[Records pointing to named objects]
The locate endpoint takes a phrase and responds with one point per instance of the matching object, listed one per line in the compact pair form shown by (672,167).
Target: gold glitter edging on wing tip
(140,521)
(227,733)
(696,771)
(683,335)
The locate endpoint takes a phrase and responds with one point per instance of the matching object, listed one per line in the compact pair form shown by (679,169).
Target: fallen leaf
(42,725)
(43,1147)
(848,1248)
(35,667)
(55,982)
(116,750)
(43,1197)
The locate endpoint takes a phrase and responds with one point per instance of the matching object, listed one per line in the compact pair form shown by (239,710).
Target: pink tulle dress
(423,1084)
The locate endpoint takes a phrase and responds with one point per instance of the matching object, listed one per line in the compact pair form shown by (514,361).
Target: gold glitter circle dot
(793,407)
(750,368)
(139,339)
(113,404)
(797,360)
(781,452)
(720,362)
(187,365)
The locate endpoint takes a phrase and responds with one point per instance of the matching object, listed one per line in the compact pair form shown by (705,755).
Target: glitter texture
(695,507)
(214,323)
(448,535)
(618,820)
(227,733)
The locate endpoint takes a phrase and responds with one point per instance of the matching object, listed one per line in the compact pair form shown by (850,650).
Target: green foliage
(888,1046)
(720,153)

• _WHAT YOU NEED TO DO_:
Reproduce every line of the entries above without alteration, keeping their original order.

• _COMPLETE OUTPUT_:
The locate endpoint takes a phrase and responds with one point per instance of the matching object, listed one per line in the compact pair form shown by (672,167).
Target: gold glitter edging on wing tip
(140,521)
(227,733)
(696,771)
(683,335)
The locate endpoint takes a phrase and responds with one point per instance of the matching object, listed one per line in the compact pair form shown by (679,169).
Target: fallen leaf
(42,725)
(43,1147)
(848,1248)
(35,667)
(55,982)
(116,750)
(43,1197)
The locate endpoint takes a phrase and responds with one point per instance of the matching object, listed one per line in the compact pair form shown by (239,710).
Target: pink tulle dress
(423,1084)
The locate endpoint takes a phrase and responds with one point per instance of the matching object, listed one per line in the compact pair form shown by (514,361).
Target: gold glitter circle dot
(793,407)
(750,368)
(139,339)
(113,404)
(797,360)
(781,452)
(720,362)
(187,365)
The locate endpoint takes a phrase and responds with one point per instance of the matching object, listed one per line in the compact pair form shown by (705,755).
Target: glitter texture
(695,507)
(214,323)
(448,535)
(618,820)
(227,733)
The locate endpoint takes a phrase and responds with one point per instance of the matching object, listed one per line in the compact pair form shown by (850,650).
Target: green foliage
(888,1046)
(720,153)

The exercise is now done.